» **TEXT SEGMENT**
27 Year Survival After CABG
Older adults with stable CAD who underwent bypass surgery had better long-term survival rates than those who underwent PCI. While there were no survival differences between the two groups after one year, after four years the CABG group had a 21% lower mortality rate.
I have reviewed the issue of long term survival extensively in comparison with other studies that include the SYNTAX trial. However, none have adressed survival beyond 5 years.
With an annual mortality rate (if not treated) for patients with stable coronary artery disease of about 2% and 10-20%/year in patient populations similar to patients operated by me, 25+ year survivals must be remarkable.
This is what I learned this past week:
A secretary from one of the State’s cardiology offices called and asked about one of my patients. To my delight I learned this regarded a patient operated in 1988. When asked she said he was doing fine, but had just called to make a routine office appointment.
I called back later for more details, but couldn’t remember the name. However, since I have maintained my patients data till 2001 when I retired, I looked up that year, and mentioned some of the names on my list; of the first ten, five were active patients in their practice!
The following image shows my patient’s long-term survival up to 200 months after their surgery (data collected from 1983-2001, 93% of female and 86% of male patients alive 16 years later after their bypass surgery):
Long Term Survival:
Patient Characteristics show these patients were high risk and had a very low morbidity/mortality:
Although this is incidental information, I now know that at least five patients are alive 27 years after their bypass surgery. A comparison with available literature shows that most investigations limit their reviews to less then 10 years after an intervention such as a stent or bypass surgery. Of significance, there are very few survival studies out there!

» **WHAT IS REQUIRED**
Reproduce word for word the passage of the text on long-term survival after bypass surgery between "27 Year Survival" and "lower mortality rate.", inclusive.

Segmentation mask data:
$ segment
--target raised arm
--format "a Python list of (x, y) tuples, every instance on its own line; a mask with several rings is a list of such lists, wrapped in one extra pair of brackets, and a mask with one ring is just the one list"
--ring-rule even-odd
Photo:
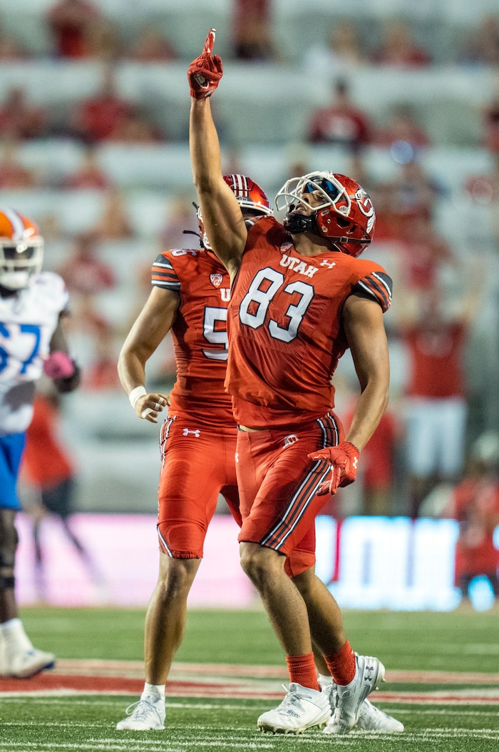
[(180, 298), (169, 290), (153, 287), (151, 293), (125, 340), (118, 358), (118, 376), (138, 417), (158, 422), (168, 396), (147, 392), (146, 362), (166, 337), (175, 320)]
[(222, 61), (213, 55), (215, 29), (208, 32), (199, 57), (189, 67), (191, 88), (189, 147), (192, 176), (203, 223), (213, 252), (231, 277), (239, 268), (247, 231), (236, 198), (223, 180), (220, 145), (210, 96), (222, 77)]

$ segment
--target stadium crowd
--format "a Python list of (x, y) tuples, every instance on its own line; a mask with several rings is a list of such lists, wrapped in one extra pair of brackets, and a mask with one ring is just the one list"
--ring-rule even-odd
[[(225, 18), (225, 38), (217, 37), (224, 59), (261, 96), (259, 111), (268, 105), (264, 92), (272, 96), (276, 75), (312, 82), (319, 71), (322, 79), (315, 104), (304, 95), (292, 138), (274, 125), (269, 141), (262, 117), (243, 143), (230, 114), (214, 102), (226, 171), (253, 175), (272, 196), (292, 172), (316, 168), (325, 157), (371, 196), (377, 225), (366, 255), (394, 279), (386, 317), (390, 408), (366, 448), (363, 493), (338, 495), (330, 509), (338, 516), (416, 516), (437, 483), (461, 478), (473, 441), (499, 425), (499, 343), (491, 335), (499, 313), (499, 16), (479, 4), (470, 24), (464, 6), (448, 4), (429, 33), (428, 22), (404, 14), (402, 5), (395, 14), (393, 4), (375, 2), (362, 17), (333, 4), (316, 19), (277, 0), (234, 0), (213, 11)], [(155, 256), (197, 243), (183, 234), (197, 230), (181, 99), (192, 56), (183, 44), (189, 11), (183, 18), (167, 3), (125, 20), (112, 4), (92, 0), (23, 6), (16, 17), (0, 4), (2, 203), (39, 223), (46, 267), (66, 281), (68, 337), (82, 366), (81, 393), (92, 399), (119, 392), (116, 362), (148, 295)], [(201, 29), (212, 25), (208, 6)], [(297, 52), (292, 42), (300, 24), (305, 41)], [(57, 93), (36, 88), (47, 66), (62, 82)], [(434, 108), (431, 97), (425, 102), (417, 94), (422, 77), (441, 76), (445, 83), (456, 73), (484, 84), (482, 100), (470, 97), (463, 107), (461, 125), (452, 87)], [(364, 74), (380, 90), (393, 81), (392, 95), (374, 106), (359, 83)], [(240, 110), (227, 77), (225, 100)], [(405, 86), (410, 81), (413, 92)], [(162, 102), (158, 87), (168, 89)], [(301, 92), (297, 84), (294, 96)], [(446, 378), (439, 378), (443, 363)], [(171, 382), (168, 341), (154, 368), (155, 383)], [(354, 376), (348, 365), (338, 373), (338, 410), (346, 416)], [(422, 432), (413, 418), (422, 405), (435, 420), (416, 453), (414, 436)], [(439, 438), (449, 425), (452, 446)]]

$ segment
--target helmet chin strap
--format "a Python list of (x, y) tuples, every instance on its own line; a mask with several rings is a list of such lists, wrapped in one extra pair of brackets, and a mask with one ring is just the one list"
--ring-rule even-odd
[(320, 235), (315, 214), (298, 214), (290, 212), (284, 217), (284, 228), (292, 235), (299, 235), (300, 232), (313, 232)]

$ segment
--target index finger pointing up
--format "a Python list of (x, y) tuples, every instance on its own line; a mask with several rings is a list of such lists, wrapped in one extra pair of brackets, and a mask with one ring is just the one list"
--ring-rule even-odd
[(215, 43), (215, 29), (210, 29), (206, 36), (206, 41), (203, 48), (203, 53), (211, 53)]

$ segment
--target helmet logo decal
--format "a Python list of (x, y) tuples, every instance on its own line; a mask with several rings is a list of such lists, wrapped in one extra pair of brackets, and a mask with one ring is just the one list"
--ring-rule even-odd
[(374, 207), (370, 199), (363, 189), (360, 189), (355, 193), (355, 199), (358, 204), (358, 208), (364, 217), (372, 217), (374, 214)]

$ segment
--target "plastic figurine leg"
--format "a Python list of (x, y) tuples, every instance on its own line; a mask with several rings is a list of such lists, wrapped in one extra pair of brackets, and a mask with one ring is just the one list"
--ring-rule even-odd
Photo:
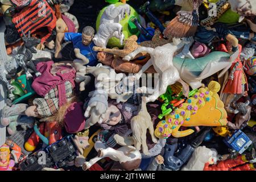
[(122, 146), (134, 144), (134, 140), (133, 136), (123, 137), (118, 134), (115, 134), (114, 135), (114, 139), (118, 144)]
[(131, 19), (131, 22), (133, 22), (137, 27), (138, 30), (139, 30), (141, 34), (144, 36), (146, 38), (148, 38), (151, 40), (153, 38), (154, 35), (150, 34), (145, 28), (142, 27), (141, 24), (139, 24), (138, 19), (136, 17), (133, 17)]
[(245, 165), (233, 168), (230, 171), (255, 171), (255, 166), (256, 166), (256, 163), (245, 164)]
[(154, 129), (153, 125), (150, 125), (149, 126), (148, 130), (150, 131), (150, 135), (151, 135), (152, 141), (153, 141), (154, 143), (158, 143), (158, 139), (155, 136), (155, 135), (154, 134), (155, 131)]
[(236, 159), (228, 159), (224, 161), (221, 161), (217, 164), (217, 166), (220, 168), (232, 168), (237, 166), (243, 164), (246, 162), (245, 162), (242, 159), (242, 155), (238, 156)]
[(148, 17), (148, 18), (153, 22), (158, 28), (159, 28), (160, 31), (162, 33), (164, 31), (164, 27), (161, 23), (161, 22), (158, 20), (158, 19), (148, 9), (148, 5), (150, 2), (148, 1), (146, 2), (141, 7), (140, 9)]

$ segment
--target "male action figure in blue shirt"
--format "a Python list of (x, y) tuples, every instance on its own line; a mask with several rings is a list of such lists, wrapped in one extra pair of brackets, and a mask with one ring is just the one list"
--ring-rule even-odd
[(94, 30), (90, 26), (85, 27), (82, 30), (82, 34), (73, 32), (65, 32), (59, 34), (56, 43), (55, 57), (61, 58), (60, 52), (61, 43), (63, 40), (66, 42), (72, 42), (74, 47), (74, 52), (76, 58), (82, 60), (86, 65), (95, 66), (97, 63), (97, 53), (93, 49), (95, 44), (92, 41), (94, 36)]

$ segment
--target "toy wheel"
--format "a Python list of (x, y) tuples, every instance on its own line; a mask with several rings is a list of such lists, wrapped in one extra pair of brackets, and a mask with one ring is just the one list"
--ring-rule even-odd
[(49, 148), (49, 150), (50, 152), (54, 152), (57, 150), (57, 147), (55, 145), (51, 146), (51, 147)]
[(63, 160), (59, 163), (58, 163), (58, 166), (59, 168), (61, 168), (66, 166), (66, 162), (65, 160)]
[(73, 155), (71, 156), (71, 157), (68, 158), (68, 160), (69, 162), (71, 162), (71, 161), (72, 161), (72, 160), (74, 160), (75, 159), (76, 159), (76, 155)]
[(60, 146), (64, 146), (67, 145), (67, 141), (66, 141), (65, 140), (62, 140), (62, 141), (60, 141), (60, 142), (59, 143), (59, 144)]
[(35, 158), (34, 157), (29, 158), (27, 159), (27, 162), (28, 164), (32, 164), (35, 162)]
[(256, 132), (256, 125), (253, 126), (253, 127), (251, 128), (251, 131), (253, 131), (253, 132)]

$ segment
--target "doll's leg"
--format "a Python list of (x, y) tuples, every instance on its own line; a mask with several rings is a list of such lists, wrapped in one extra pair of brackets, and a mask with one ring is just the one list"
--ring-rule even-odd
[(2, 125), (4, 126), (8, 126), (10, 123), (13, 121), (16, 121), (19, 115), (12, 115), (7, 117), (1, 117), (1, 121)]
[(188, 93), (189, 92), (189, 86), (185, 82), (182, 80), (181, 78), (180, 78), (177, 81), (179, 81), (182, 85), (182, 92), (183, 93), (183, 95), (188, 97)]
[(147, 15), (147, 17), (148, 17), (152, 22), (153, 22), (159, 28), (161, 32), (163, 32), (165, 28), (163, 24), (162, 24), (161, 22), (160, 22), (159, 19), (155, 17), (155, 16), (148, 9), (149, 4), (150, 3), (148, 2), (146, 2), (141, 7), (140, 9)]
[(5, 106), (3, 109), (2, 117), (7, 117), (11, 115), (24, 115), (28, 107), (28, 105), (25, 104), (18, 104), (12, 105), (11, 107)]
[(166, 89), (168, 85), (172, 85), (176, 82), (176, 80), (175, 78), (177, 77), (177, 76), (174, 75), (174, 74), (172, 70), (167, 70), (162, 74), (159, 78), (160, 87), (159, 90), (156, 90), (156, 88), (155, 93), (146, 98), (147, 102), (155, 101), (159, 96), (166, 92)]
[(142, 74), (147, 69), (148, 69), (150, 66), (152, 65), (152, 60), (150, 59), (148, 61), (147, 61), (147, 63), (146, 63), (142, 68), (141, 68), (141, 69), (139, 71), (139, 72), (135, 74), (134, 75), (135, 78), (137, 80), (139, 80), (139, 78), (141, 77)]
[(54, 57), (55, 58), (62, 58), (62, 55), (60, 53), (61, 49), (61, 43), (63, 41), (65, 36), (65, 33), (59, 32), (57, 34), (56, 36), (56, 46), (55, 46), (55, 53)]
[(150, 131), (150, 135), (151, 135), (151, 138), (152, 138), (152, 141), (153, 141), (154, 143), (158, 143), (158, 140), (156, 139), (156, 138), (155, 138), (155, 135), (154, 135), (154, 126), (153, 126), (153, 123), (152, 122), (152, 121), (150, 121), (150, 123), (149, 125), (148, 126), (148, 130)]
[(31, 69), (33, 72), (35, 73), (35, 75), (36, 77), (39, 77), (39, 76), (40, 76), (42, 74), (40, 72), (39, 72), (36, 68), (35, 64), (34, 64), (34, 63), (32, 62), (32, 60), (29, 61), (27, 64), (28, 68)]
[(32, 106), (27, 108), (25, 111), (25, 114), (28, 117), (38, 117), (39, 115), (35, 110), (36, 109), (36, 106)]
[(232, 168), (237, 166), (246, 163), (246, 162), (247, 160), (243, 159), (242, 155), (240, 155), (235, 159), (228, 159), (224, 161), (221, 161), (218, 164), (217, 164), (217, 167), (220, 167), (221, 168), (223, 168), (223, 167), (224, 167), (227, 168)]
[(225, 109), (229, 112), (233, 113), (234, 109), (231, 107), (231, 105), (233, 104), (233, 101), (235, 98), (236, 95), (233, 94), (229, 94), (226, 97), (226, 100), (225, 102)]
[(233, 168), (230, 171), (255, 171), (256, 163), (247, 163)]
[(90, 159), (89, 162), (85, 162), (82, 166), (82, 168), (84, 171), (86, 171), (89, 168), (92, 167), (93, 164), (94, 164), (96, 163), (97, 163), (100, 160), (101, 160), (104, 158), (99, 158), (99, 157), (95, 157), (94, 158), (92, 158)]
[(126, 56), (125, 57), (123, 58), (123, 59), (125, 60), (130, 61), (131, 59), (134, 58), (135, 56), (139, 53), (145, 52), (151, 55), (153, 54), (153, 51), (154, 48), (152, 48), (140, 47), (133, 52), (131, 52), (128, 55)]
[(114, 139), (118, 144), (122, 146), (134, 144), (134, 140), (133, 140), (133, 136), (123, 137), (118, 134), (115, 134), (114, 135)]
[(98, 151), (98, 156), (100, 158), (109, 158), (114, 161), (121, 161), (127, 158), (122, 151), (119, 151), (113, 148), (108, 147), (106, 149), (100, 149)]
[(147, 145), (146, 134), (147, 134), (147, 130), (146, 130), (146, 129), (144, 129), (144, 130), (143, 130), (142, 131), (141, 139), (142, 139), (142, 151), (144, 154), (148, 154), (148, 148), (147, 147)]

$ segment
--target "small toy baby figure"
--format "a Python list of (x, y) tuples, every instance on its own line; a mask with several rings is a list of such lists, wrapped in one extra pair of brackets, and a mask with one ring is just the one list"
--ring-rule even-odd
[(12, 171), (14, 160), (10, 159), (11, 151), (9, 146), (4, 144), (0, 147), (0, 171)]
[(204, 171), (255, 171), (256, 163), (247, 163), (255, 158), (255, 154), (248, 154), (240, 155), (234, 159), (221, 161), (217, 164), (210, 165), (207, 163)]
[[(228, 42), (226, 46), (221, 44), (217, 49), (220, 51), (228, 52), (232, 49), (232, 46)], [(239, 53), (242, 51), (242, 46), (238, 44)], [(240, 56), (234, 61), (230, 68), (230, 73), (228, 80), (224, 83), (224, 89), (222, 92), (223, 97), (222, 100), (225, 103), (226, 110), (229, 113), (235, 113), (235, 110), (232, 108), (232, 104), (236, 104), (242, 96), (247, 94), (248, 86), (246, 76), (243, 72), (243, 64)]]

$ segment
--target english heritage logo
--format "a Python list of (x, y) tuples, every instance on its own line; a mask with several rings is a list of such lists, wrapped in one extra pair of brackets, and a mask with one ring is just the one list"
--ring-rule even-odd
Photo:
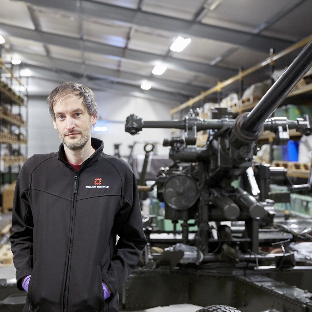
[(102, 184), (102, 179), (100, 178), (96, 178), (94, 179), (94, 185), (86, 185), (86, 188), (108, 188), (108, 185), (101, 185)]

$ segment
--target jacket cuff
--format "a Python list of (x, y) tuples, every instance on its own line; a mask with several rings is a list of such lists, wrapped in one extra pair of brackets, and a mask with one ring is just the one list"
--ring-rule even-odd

» **TASK SOLUTION**
27 Year Survival After CABG
Older adults with stable CAD who underwent bypass surgery had better long-term survival rates than those who underwent PCI. While there were no survival differences between the two groups after one year, after four years the CABG group had a 21% lower mortality rate.